Fragmento de origen:
Que no cambie el tercio: toro al caballo.

Que no se hable de otra cosa que del ultraje a la República en la Asamblea. Que no haya otro objetivo que el llamado a manifestarse por medio del voto, a la vez real y simbólico, el 16 de julio, bajo observancia académica, técnica y necesariamente internacional.

Que nadie reconozca las instituciones que se han prostituido, los jueces que redactan sentencias en la madrugada obedeciendo a sus dueños, los defensores de su sola causa, los poetastros vendidos para seguir desayunando en París, los abyectos funcionarios que elogiaban el “chasquido de las balas en la cabeza de los escuálidos”, los que abusan de las armas de la nación para defender su pellejo, sus humillantes privilegios: ese fragmento de Venezuela que se ha convertido en circo y cloaca y que no es nuestro, porque la nación no se reconoce en él, porque no es nuestro país.

Los días que corren son álgidos y requieren de un constante ejercicio de razón y de mesura. Si todos estamos en una cárcel de un millón de kilómetros cuadrados, si tenemos todos a Venezuela por cárcel, también tenemos a Venezuela por campo minado.

El régimen de la secta –porque como bien se ha dicho, a Venezuela no la gobierna un partido ni una ideología: a Venezuela la gobierna una secta– es, técnicamente, un gobierno fallido. Sus miembros sufren, a un nivel nunca visto en nuestra historia, de un mal llamado ‘‘disociación’’: no son capaces de verse en el espejo que ellos mismos han empañado; y cuando se ven allí no se reconocen; no son capaces de ver lo que han perdido y que es ya irrecuperable: a la vez el pueblo que los apoyaba, engañado, y la dignidad que apenas tuvieron. En su enfermedad disociativa creen que gobiernan cuando en verdad constituyen un cuerpo cerebralmente muerto, que se mantiene en vida gracias al apoyo de una máquina externa: un respirador de fuego y órganos letales.

Preguntas:
A. Según el fragmento, ¿en qué fecha se llama a manifestarse por medio del voto?
B. Duplica del fragmento el pasaje que va de "Que no cambie" a "y necesariamente internacional.", ambos incluidos.

Datos:
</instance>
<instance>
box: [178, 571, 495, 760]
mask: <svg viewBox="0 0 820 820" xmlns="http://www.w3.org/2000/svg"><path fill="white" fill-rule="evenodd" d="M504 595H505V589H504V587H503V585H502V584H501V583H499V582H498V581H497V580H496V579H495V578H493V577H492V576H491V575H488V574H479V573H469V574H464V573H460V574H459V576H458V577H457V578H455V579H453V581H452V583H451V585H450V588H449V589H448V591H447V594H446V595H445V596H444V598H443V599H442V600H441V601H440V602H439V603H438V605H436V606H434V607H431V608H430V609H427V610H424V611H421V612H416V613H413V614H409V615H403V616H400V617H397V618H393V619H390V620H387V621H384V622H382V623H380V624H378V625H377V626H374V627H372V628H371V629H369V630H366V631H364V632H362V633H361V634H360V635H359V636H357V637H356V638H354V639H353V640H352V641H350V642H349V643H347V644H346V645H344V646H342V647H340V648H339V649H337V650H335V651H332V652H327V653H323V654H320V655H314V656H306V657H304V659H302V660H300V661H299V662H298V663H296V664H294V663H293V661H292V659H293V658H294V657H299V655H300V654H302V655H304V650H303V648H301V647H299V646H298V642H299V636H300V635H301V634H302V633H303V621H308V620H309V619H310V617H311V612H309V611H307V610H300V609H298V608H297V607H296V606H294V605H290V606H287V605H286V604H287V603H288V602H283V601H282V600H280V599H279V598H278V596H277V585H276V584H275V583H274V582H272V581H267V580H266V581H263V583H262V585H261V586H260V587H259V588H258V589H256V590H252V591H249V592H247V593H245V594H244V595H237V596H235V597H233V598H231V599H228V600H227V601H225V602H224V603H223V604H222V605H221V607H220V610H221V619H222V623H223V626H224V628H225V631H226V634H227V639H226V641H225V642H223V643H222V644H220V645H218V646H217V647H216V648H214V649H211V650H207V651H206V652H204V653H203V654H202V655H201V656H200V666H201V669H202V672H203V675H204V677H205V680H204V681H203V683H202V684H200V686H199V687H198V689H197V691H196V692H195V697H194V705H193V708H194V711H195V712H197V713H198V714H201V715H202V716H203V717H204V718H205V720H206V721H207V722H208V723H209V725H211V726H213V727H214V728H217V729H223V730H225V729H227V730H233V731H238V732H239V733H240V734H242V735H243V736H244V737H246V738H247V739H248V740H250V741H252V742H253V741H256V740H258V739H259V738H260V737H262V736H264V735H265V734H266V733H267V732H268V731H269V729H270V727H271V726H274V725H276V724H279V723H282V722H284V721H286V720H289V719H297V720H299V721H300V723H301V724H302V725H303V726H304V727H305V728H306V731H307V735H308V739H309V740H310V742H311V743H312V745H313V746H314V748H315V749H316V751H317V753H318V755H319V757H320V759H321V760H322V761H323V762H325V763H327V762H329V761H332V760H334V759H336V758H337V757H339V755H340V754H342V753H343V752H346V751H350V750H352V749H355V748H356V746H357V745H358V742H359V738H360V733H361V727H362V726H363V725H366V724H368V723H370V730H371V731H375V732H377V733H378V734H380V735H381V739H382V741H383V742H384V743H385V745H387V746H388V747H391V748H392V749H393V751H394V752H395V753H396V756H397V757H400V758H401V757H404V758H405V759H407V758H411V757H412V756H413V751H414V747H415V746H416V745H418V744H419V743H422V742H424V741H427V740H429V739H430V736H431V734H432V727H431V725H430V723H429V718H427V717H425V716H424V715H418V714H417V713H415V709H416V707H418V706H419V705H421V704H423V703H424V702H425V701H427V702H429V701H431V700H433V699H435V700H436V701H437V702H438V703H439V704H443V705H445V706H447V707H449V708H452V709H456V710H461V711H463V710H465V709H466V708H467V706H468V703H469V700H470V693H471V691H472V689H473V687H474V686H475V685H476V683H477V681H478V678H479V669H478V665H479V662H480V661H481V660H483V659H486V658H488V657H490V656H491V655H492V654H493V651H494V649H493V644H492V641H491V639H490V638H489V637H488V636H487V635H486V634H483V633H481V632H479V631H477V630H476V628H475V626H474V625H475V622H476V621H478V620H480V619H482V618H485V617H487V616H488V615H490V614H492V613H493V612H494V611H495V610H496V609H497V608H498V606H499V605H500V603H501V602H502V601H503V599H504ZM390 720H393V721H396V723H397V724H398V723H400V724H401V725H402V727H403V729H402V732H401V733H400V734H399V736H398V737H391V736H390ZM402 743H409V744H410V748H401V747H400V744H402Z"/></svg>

Respuestas del ejercicio:
A. El 16 de julio.

B.
Que no cambie el tercio: toro al caballo.

Que no se hable de otra cosa que del ultraje a la República en la Asamblea. Que no haya otro objetivo que el llamado a manifestarse por medio del voto, a la vez real y simbólico, el 16 de julio, bajo observancia académica, técnica y necesariamente internacional.